[Records]
□ □ □ □ □

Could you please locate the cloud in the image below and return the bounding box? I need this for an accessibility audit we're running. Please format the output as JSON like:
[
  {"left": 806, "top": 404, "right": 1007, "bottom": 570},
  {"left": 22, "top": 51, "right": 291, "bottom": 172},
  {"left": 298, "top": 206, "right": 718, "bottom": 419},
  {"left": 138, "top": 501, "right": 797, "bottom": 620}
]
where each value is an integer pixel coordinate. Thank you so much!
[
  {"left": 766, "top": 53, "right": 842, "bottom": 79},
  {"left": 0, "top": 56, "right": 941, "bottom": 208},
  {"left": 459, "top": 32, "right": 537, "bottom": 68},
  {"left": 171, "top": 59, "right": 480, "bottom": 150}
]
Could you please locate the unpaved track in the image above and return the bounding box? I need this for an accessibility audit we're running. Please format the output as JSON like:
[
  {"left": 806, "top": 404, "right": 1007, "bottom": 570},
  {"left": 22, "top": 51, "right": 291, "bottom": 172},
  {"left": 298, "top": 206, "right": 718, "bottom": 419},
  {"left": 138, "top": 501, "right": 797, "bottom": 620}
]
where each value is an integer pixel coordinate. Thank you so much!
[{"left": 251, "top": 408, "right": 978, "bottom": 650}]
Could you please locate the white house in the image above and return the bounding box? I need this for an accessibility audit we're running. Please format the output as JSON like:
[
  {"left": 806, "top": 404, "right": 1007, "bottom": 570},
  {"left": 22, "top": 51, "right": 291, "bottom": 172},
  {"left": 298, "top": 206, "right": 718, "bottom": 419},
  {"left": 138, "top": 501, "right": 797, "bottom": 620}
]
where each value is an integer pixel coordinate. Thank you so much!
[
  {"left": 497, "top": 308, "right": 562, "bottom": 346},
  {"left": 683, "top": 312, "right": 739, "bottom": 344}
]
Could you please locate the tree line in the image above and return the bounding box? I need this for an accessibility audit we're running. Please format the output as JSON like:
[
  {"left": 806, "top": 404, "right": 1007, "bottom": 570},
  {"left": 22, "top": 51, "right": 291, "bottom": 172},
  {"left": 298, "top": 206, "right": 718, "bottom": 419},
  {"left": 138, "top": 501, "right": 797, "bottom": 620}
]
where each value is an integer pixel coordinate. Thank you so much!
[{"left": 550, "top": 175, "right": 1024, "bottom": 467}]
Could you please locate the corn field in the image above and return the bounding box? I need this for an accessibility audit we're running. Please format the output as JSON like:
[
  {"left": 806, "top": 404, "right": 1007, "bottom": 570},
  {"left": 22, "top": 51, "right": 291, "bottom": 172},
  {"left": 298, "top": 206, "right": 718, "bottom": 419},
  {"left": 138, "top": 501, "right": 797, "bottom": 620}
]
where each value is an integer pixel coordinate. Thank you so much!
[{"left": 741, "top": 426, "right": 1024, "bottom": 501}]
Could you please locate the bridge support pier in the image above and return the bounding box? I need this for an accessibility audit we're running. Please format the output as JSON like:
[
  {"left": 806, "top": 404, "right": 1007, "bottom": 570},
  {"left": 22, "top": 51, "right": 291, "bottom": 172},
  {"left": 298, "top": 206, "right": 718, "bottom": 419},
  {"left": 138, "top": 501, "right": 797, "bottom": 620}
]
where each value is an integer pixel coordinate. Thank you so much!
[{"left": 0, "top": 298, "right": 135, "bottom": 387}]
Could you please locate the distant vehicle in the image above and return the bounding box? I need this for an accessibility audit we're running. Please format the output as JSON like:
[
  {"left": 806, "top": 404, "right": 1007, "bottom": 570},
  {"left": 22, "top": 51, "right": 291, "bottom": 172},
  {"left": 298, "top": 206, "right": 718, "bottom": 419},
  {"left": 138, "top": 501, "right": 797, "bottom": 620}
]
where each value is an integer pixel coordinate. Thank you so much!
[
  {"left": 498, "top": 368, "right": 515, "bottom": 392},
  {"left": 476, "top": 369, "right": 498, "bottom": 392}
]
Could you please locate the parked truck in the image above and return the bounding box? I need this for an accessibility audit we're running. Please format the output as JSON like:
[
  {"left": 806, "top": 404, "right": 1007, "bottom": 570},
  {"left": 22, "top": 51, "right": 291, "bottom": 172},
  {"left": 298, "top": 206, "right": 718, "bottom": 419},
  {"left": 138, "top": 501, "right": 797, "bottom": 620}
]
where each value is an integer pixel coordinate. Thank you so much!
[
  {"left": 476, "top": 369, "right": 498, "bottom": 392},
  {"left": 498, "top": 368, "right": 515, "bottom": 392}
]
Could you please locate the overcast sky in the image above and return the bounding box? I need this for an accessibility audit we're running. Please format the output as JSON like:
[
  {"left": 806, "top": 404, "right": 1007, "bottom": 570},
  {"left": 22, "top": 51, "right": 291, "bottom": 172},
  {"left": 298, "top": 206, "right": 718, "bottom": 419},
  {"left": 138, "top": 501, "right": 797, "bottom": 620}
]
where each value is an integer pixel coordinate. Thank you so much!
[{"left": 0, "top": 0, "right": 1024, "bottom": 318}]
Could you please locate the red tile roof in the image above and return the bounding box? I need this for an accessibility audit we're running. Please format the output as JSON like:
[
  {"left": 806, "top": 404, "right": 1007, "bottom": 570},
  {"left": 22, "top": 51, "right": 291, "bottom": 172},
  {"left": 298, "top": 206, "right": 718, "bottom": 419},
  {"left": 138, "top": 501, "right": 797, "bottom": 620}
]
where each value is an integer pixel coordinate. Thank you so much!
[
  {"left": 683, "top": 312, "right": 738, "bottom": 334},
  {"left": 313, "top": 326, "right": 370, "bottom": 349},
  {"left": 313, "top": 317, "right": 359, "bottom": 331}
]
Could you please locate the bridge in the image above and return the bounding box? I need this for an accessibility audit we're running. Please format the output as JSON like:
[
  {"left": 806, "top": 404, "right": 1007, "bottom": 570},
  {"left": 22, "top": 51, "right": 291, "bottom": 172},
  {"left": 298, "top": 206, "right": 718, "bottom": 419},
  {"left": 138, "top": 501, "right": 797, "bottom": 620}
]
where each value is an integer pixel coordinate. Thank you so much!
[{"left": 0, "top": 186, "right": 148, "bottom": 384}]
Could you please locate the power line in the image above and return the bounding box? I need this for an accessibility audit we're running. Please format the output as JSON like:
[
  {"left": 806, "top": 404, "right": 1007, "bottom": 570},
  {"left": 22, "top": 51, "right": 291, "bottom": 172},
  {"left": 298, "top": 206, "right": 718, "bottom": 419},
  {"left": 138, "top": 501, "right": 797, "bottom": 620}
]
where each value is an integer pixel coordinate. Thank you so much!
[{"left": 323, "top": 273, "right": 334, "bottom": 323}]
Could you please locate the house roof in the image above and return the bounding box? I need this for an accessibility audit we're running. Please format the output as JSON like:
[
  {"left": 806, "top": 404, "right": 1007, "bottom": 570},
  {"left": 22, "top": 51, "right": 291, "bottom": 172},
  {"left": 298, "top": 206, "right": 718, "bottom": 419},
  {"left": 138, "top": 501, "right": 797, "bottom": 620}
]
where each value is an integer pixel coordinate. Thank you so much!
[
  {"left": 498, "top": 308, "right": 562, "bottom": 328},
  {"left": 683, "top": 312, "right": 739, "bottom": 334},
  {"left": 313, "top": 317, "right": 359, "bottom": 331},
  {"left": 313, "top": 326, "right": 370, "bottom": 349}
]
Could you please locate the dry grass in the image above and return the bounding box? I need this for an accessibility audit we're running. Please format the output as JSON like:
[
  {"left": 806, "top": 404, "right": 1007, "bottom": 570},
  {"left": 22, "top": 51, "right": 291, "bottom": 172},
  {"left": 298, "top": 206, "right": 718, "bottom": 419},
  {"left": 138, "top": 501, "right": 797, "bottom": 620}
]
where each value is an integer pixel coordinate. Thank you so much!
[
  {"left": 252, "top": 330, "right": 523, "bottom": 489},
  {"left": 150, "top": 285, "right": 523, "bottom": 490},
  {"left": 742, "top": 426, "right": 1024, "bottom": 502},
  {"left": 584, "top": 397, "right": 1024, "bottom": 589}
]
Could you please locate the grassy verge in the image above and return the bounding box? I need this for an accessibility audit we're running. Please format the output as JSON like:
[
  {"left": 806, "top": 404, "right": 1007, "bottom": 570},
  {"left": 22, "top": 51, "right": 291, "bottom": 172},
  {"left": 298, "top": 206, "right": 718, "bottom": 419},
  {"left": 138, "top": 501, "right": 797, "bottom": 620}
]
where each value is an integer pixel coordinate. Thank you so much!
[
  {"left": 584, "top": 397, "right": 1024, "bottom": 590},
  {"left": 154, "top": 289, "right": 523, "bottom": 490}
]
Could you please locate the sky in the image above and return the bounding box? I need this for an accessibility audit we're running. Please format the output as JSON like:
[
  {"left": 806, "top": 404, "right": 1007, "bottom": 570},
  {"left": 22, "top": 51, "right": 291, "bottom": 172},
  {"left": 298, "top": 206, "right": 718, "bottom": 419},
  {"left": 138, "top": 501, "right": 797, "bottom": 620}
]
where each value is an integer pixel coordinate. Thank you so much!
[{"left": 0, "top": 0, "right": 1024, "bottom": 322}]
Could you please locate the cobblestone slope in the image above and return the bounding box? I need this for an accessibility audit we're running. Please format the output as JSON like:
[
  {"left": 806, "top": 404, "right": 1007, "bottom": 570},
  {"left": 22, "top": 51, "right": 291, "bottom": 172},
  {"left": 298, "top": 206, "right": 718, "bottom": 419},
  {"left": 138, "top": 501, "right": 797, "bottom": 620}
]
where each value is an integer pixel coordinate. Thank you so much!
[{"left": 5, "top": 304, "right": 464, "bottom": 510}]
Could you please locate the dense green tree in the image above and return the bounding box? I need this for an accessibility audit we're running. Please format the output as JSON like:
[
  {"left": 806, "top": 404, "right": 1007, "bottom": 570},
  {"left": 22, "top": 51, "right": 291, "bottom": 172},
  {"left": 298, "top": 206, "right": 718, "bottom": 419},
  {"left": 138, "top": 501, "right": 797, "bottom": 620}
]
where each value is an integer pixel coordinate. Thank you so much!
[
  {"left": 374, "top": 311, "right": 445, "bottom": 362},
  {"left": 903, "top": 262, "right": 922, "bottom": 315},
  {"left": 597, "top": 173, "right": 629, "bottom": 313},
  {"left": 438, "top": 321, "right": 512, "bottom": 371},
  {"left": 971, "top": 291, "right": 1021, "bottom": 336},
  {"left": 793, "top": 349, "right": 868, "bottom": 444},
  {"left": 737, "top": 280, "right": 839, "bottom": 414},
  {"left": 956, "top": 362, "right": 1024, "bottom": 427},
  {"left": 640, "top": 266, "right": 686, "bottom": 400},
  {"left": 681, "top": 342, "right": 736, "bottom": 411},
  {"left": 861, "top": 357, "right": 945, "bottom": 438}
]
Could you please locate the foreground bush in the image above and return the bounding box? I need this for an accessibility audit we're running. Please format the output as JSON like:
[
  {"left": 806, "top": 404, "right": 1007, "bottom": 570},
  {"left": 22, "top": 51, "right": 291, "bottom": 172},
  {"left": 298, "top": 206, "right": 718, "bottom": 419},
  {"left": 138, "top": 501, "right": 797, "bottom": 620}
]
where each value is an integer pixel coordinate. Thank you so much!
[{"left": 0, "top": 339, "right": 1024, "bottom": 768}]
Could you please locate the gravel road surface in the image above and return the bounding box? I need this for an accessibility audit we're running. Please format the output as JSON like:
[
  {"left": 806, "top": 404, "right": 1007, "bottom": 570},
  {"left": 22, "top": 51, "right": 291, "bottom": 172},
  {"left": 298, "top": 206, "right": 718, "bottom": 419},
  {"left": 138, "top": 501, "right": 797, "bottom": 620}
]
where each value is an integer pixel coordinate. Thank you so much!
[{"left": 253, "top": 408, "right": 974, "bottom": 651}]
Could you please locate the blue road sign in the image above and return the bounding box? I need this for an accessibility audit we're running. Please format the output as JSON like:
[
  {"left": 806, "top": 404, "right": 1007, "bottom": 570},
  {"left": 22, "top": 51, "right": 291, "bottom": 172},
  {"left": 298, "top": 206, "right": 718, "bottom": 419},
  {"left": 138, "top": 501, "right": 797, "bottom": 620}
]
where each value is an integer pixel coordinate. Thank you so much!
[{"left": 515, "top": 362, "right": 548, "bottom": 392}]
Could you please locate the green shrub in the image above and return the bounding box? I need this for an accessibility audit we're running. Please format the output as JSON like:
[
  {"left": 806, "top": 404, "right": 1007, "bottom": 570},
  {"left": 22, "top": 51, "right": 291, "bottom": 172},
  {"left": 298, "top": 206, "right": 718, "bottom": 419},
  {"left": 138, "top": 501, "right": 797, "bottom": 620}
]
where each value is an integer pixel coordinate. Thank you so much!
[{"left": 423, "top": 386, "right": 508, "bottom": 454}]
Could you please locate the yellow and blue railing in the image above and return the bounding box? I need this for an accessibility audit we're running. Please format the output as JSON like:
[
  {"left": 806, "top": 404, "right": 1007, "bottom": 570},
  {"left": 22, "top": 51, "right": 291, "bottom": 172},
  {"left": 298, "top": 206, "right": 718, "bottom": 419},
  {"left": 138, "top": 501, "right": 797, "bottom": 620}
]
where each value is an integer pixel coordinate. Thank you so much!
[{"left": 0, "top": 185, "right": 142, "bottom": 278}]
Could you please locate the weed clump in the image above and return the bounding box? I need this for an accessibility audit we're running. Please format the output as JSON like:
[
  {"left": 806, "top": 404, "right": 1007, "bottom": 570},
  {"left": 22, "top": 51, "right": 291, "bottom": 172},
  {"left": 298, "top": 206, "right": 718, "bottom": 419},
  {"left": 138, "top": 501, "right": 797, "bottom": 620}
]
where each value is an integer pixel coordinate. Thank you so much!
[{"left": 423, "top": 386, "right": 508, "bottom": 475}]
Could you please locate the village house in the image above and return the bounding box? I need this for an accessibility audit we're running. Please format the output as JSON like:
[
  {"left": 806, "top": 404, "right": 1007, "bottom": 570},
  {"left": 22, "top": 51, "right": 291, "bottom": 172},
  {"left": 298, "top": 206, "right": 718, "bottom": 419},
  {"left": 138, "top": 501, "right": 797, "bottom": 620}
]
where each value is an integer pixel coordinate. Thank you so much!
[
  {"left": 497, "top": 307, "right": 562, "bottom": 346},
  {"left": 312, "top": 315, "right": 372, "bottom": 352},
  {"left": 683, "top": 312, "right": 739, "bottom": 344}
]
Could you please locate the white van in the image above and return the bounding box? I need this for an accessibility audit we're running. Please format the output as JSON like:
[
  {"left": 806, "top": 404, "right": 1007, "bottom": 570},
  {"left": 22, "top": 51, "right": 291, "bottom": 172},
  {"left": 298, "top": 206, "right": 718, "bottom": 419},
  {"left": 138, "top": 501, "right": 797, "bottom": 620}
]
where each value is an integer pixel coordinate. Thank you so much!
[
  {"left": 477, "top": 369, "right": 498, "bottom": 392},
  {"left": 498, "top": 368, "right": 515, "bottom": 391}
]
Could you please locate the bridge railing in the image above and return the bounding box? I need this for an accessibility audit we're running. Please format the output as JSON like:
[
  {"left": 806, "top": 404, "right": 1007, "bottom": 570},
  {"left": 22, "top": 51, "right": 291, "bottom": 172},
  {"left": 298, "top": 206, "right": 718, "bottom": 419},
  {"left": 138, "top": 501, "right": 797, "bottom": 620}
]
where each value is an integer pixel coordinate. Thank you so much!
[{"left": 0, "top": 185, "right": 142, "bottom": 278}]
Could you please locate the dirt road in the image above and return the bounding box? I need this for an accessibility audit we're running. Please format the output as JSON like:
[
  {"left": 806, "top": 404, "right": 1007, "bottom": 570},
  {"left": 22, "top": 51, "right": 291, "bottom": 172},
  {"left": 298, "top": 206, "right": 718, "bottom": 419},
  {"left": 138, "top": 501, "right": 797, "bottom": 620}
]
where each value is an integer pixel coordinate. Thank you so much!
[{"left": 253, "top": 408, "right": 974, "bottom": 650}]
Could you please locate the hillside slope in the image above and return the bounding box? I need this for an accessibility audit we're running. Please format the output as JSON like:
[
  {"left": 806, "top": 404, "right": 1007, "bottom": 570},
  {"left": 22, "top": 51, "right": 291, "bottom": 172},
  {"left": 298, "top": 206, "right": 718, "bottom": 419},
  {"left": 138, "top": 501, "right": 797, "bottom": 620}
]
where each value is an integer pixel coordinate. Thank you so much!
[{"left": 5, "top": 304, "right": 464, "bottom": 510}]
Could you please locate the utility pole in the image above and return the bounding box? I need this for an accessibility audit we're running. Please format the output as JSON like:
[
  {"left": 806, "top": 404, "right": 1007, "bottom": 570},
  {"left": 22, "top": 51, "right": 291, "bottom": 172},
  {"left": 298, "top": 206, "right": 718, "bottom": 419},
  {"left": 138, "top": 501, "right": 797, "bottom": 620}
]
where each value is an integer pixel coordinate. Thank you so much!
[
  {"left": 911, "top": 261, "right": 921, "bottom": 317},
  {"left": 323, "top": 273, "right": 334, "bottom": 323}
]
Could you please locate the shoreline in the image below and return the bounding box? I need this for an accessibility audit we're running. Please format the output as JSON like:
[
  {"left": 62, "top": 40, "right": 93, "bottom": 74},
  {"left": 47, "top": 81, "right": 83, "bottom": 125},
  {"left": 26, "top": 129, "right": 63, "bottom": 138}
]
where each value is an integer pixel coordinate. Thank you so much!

□ □ □ □ □

Task details
Retype the lines from the one holding "Could you please locate the shoreline" through the end of the Records, inclusive, with no changes.

Exercise solution
Could you please locate the shoreline in the image below and return the bounding box? I need this for an accessibility audit we're running. Please format the output as JSON like:
[
  {"left": 62, "top": 40, "right": 93, "bottom": 74},
  {"left": 47, "top": 81, "right": 83, "bottom": 125},
  {"left": 26, "top": 129, "right": 63, "bottom": 138}
]
where each value is an integer pixel coordinate. Thank you so much!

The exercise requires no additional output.